# [EXCERPTED TEXT]
>>>

Stop us if you’ve heard this one: Brad Pitt looks a lot like the women he dates. Or is it the other way around? For the past couple of years, these questions have sprung many a social media debate and memes, showing pictures of Pitt next to the woman he’s dating, morphing to match their looks. It’s too uncanny to be entirely a joke. Even Gwyneth Paltrow responded to it saying “or maybe we look like him, let’s face it.”

You don’t even need to be in on the Pitt jokes to notice that sometimes couples look-alike, or start to overtime. It’s not just in your head.

Decades ago, researchers at the University of Michigan decided to study why married couples who grow older together tend to look like each other over time. They analyzed pictures of white, heterosexual newlywed couples, and then the same couples 25 years later and found that couples had grown to look similar. They theorized that years of shared emotions lead to similar wrinkles and expressions. So if your partner makes a joke and you laugh at it together, you eventually adopt each other’s expressions and begin to develop the same laugh lines overtime.

<<<

# [SOURCE INFORMATION]
>>>

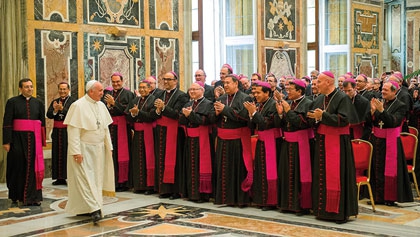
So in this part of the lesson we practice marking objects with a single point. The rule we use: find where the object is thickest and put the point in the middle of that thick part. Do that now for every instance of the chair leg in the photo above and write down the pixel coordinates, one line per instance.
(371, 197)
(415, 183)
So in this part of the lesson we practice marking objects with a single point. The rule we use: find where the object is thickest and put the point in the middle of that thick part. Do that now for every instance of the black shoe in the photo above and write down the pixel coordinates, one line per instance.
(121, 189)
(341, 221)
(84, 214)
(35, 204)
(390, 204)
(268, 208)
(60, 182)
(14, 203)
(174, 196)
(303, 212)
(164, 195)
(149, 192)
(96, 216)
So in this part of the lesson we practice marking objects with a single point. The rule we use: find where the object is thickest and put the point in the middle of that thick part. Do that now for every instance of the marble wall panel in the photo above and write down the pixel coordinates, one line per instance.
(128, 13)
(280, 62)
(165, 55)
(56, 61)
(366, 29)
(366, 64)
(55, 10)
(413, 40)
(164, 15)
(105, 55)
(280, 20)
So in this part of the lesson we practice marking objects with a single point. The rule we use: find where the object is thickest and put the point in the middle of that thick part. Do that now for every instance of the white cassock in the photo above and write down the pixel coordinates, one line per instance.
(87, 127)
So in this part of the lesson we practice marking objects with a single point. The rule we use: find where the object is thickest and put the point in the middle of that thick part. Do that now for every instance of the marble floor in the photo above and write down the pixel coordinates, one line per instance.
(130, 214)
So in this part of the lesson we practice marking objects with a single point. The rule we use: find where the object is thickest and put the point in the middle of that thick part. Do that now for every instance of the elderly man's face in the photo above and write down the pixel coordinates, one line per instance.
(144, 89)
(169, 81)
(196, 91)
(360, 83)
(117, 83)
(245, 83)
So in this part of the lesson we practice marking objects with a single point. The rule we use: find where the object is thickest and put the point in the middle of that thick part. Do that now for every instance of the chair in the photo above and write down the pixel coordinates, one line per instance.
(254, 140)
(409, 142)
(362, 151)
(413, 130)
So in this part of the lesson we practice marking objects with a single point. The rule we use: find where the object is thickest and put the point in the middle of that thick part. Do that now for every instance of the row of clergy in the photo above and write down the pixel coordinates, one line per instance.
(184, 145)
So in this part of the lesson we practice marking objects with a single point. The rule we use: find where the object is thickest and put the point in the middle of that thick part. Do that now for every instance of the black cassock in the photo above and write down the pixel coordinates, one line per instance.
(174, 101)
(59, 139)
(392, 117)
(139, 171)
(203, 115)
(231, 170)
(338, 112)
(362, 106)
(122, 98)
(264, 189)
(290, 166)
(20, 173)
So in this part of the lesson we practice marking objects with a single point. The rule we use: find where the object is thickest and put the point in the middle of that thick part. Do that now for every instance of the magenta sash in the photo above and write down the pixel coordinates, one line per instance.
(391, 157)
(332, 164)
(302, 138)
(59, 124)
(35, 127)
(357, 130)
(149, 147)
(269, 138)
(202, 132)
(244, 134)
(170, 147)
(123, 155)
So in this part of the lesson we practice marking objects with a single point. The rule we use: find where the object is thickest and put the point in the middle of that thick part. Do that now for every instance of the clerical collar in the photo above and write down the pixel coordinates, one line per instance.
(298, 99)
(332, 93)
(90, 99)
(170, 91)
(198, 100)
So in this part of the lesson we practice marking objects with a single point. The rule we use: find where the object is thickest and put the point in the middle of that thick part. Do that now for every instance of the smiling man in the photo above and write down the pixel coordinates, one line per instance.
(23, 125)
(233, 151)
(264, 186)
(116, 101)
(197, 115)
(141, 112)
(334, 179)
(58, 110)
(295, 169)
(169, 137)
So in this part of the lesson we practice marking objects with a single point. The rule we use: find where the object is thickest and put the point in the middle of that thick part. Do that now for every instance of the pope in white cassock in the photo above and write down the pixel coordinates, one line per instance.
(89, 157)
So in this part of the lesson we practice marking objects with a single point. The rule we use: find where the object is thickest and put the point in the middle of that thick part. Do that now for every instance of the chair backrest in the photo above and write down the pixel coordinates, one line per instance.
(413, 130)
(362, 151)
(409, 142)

<<<

# [REQUIREMENT 1]
Answer these questions from the text on couples who look alike, giving one answer per line.
(a) Which actress is quoted responding to the jokes about Brad Pitt?
(b) At which university did the researchers who studied married couples work?
(c) How many years after the newlywed pictures were the same couples studied again?
# [REQUIREMENT 2]
In the text on couples who look alike, list the three words used to describe the couples whose pictures the researchers analyzed.
# [REQUIREMENT 3]
Carry on the text about couples who come to look alike, starting after its final sentence.

# [ANSWER SPACE 1]
(a) Gwyneth Paltrow
(b) The University of Michigan
(c) 25 years

# [ANSWER SPACE 2]
white, heterosexual, newlywed

# [ANSWER SPACE 3]
While this theory has been cited in research over the years, there’s been other work that suggests that it may be less about how you develop together over time and more about what you initially select when looking for a partner. A 2005 study of twins found the spouses of twins were more alike than the spouses of non-identical twins. So it could be that we subconsciously pick partners who are genetically like us.

A more recent study from 2013 supports this idea. Participants of the experiment were shown images of their partner’s face that had been altered to include features from either a random face or their own face. Male and female participants consistently rated the pictures that included their own face as more attractive. Another study tried to find evidence to support Sigmund Freud’s famous creepy “attracted to people like our parents” theory by flashing a picture of participants’ opposite-sex parents quickly across the screen before showing them a face and asking them to rate the attractiveness. In great deference to Sophocles, researchers found that participants rated images of others as more attractive when they saw the picture of their opposite-sex parent first.

A 2018 study tried to test this hypothesis in biracial couples and found that “although biracial adults were more likely to pair with and be attracted to others who resembled their parents compared to those who did not, the sex of the parent was largely inconsequential.” These studies show that there may be some basis to the theory that we select partners similar to our biological makeup.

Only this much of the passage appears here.